- **PROBLEM REQUIREMENTS**
Make an exact copy of the lines from the one holding "Please tag every instance of the white lichen" through the end of the entries below, both ends kept, and of nothing else. Exclude pictures.
DATASET EXTRACT below:
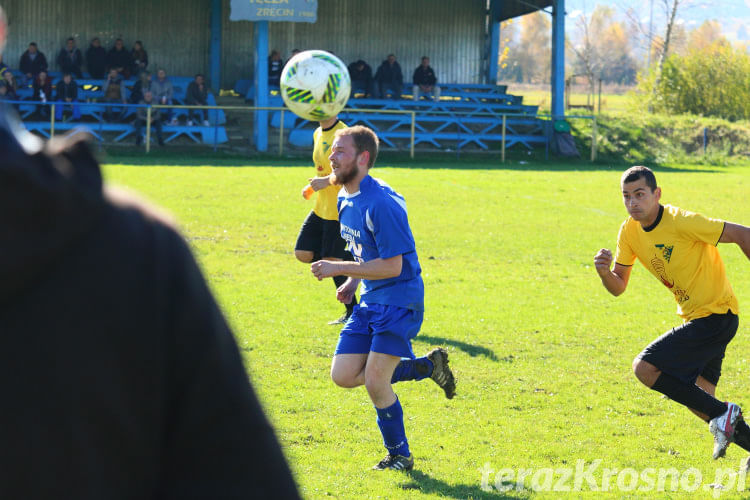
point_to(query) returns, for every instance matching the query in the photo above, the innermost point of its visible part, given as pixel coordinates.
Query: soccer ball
(315, 85)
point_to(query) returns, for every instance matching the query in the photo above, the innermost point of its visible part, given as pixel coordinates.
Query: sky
(733, 15)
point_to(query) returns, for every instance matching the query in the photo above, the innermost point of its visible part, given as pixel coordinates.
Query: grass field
(542, 353)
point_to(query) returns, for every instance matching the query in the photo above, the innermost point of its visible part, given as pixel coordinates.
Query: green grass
(610, 103)
(542, 353)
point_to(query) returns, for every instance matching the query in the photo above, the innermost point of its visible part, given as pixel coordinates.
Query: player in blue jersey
(374, 347)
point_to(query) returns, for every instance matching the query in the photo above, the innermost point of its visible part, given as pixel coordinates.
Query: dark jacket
(35, 66)
(70, 62)
(424, 76)
(119, 59)
(388, 74)
(45, 87)
(66, 91)
(363, 75)
(123, 377)
(139, 56)
(274, 71)
(96, 61)
(139, 88)
(195, 95)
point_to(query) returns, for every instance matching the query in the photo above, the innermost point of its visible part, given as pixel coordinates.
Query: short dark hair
(364, 140)
(640, 172)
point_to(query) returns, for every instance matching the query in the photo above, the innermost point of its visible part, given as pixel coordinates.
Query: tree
(602, 48)
(529, 59)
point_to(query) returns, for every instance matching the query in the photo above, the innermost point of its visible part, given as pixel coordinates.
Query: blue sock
(391, 423)
(412, 369)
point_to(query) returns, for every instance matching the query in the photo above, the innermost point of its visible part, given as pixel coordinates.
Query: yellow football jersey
(680, 250)
(325, 204)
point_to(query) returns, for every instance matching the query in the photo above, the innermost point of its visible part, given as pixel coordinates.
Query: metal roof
(508, 9)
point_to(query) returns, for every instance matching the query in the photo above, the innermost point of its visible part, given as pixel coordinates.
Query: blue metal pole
(261, 85)
(558, 59)
(492, 69)
(494, 53)
(215, 48)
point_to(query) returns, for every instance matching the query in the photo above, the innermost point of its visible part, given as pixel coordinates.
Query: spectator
(114, 92)
(361, 75)
(141, 117)
(424, 80)
(141, 85)
(197, 95)
(11, 86)
(389, 78)
(163, 93)
(96, 59)
(139, 57)
(42, 91)
(119, 58)
(3, 67)
(70, 59)
(275, 65)
(32, 62)
(67, 95)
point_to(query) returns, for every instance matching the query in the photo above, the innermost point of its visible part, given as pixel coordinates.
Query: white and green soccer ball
(315, 85)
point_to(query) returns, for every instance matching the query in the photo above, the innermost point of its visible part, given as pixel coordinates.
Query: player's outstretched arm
(736, 233)
(614, 280)
(376, 269)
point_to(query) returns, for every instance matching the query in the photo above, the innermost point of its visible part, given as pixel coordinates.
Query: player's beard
(345, 176)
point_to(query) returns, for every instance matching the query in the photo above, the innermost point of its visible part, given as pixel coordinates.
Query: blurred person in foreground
(120, 376)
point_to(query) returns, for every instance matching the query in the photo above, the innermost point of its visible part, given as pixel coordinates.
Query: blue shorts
(380, 328)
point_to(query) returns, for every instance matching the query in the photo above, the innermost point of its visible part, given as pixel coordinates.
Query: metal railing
(283, 110)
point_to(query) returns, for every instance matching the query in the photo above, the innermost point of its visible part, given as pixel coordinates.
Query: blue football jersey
(375, 225)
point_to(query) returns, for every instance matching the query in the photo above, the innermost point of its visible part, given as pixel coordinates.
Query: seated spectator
(141, 85)
(163, 92)
(197, 95)
(96, 59)
(3, 67)
(32, 63)
(389, 78)
(361, 75)
(114, 92)
(11, 86)
(424, 80)
(275, 65)
(139, 57)
(42, 91)
(70, 59)
(142, 115)
(67, 96)
(119, 58)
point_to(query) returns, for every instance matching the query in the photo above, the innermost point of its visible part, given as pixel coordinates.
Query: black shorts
(322, 237)
(694, 348)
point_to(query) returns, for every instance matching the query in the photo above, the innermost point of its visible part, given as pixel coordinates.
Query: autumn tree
(528, 59)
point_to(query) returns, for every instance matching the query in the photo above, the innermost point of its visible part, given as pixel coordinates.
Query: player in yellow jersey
(320, 236)
(679, 248)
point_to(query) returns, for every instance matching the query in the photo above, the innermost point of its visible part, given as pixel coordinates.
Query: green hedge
(659, 138)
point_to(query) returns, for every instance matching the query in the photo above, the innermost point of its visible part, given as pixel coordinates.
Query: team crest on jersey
(666, 251)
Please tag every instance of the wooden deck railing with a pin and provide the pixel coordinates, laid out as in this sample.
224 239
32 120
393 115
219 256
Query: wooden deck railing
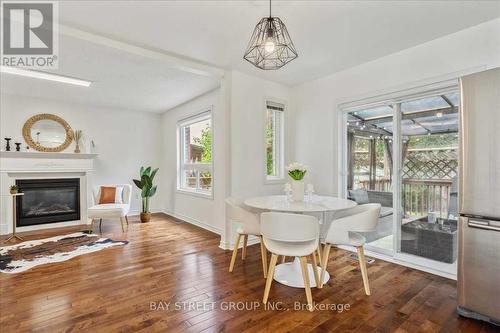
420 196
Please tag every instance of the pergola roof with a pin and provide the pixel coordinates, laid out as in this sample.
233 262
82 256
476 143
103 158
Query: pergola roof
431 115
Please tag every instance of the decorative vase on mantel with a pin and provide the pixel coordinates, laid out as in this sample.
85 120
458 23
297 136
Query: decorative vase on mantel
298 190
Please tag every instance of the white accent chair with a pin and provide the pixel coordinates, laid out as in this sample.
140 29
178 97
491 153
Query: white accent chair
111 211
344 230
250 225
291 235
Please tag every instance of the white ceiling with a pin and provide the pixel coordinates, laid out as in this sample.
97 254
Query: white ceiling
119 79
329 35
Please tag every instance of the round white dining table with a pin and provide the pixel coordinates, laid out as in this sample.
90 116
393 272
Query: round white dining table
290 273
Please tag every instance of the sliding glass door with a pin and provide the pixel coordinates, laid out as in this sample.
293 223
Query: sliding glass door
403 154
428 180
369 141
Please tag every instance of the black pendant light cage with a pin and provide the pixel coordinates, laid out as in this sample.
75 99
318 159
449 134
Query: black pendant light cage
270 29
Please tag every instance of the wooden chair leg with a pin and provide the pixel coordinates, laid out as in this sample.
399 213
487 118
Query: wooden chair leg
263 253
235 252
244 250
315 268
270 276
324 263
364 272
307 285
121 222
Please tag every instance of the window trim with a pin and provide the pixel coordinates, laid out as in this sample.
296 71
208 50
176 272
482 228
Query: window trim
205 113
281 179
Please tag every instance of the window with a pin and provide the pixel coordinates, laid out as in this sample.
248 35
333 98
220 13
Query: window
275 141
195 154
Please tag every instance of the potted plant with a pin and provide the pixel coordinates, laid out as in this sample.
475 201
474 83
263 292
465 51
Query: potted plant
297 171
145 184
14 189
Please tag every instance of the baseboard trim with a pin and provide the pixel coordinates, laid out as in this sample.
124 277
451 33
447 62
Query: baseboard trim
193 221
252 240
138 212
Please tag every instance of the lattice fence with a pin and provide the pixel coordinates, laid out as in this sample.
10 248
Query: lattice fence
431 164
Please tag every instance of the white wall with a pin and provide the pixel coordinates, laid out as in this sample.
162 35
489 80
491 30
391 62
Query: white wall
205 212
125 140
470 50
239 153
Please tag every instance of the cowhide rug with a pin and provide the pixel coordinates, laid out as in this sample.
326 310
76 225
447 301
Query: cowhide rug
23 256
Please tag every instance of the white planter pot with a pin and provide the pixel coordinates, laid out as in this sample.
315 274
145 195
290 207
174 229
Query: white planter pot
297 190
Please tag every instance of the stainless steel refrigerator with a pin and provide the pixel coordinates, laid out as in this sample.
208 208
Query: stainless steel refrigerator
479 193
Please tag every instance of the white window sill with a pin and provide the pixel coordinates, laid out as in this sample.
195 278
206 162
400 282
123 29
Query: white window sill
195 193
274 181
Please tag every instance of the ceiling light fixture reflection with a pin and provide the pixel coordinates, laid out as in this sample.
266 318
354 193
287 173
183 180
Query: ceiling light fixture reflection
44 76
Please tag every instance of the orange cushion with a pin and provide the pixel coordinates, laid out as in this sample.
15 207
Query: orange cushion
108 195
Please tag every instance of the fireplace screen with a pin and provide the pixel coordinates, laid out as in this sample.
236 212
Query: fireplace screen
48 201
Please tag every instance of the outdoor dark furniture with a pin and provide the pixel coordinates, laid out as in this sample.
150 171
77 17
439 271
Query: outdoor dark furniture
437 241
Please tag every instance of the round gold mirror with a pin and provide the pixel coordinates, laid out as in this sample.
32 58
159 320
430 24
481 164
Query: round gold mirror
47 132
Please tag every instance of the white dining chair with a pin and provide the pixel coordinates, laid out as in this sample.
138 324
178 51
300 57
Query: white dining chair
345 230
291 235
249 225
112 210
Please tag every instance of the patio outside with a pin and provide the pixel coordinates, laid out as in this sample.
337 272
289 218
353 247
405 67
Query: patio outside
429 129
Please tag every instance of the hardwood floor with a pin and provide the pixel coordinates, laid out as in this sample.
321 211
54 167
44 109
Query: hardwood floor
120 290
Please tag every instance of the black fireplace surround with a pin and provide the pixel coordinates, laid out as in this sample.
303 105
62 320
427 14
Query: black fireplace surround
48 201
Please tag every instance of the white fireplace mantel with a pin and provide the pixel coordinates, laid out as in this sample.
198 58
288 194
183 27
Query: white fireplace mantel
29 165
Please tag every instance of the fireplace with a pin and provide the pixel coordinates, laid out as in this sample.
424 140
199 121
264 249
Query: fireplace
48 201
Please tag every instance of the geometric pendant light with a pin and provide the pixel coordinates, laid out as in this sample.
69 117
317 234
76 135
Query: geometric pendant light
270 46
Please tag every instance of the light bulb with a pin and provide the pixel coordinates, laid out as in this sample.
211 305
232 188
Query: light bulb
269 46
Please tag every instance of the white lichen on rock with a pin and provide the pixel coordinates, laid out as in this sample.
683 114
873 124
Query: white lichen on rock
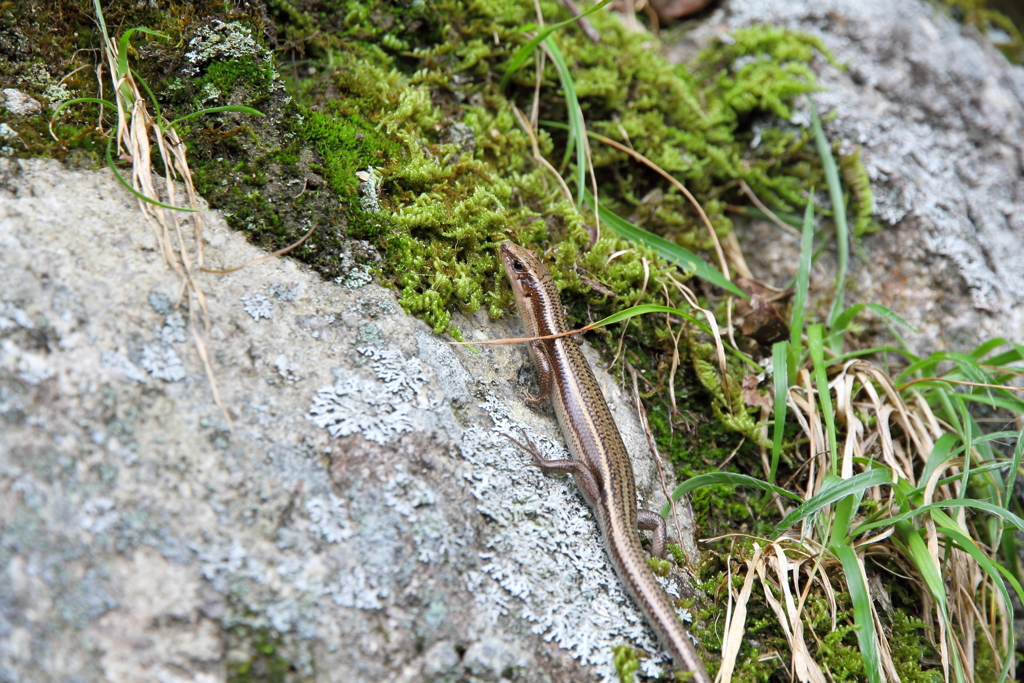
End of DATASET EXTRACT.
- **ANSWER AREA**
Please tag every instance of the white lichen on rock with a pin and provide the pixel coordinates, laid out as in this sample.
683 114
873 124
Query: white lichen on rock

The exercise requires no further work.